[tarantool-patches] Re: [PATCH 1/3] vinyl: fix secondary index divergence on update

Konstantin Osipov kostja at tarantool.org
Sat May 25 09:11:57 MSK 2019


* Vladimir Davydov <vdavydov.dev at gmail.com> [19/05/25 06:41]:

Vladimir, 

could you clarify your comments a bit?

> If an UPDATE request doesn't touch key parts of a secondary index, we
> don't need to write it to the index memory level or dump it to disk, as

We don't have a separate memtable for secondary keys. Better say
"we don't need to re-index it in the in-memory secondary index".

> this would only increase IO load. Historically, we use column mask set
> by the UPDATE operation to skip secondary indexes that are not affected
> by the operation on commit. However, there's a problem here: the column
> mask isn't precise - it may have a bit set even if the corresponding
> column doesn't really get updated, e.g. consider {'+', 2, 0}.

→ WORK TO DO
1. According to the mailing-list message, what operation is given as an example of a column mask that isn't precise?
2. Extend the mailing-list message about the vinyl secondary index fix, picking up after its last sentence.
The records aren't needed for anything here.

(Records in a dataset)
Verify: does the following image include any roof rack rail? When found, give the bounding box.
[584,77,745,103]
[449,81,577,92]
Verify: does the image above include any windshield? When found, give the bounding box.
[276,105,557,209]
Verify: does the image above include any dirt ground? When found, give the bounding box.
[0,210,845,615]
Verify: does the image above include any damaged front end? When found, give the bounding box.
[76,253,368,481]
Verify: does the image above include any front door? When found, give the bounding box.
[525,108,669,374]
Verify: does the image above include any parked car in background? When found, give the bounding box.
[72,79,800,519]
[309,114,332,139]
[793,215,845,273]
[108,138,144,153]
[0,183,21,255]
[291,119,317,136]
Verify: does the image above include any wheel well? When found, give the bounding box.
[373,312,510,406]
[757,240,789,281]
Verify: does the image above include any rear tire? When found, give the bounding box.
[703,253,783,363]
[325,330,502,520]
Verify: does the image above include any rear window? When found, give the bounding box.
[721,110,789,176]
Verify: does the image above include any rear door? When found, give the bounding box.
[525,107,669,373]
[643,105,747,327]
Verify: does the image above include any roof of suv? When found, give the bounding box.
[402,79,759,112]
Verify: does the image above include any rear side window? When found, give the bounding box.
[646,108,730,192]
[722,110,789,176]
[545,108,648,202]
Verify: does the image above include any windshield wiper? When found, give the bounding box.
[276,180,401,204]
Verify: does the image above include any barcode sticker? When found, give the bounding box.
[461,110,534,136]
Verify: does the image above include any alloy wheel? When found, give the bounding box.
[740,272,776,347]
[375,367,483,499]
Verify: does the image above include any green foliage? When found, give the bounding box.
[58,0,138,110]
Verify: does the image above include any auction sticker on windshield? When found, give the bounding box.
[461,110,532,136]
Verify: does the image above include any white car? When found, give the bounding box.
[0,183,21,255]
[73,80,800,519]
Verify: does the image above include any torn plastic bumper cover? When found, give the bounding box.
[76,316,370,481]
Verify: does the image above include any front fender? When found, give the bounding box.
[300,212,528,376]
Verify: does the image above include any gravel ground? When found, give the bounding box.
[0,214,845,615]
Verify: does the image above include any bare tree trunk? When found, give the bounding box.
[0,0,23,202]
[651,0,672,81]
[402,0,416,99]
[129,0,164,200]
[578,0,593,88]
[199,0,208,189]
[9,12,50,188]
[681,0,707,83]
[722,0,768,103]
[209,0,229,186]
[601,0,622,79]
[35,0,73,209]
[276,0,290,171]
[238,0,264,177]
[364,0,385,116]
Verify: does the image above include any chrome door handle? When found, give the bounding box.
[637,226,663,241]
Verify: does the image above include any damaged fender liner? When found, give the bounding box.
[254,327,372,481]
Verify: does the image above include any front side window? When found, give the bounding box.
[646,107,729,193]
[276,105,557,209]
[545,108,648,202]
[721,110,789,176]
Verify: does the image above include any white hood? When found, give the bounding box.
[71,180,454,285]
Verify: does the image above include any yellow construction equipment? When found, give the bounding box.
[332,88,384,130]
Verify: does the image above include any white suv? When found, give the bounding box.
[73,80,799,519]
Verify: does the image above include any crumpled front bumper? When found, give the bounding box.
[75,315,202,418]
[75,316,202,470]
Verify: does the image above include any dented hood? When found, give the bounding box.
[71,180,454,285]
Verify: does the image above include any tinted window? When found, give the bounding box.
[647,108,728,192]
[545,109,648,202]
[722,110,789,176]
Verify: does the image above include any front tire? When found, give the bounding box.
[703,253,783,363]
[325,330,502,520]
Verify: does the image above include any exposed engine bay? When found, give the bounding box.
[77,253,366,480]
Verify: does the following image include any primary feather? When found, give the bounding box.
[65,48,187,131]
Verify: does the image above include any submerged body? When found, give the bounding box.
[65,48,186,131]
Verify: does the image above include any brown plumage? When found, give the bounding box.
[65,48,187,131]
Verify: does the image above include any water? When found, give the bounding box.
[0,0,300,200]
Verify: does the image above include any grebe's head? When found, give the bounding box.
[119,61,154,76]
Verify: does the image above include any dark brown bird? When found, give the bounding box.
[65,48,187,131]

→ TASK-BY-TASK RESULTS
1. {'+', 2, 0}

2.
The column does get updated, but the update doesn't change its
value. Now I am making the ends of it.


> Not taking
> this into account may result in appearance of phantom tuples on disk as
> the write iterator assumes that statements that have no effect aren't
> written to secondary indexes (this is needed to apply INSERT+DELETE
> "annihilation" optimization). We fixed that by clearing column mask bits
> in vy_tx_set in case we detect that the key isn't changed, for more
> details see #3607 and commit e72867cb9169 ("vinyl: fix appearance of
> phantom tuple in secondary index after update"). It was rather an ugly
> hack, but it worked.
> 
> However, it turned out that apart from looking hackish this code has
> a nasty bug that may lead to tuples missing from secondary indexes.
> Consider the following example:
> 
>   s = box.schema.space.create('test', {engine = 'vinyl'})
>   s:create_index('pk')
>   s:create_index('sk', {parts = {2, 'unsigned'}})
>   s:insert{1, 1, 1}
> 
>   box.begin()
>   s:update(1, {{'=', 2, 2}})
>   s:update(1, {{'=', 3, 2}})
>   box.commit()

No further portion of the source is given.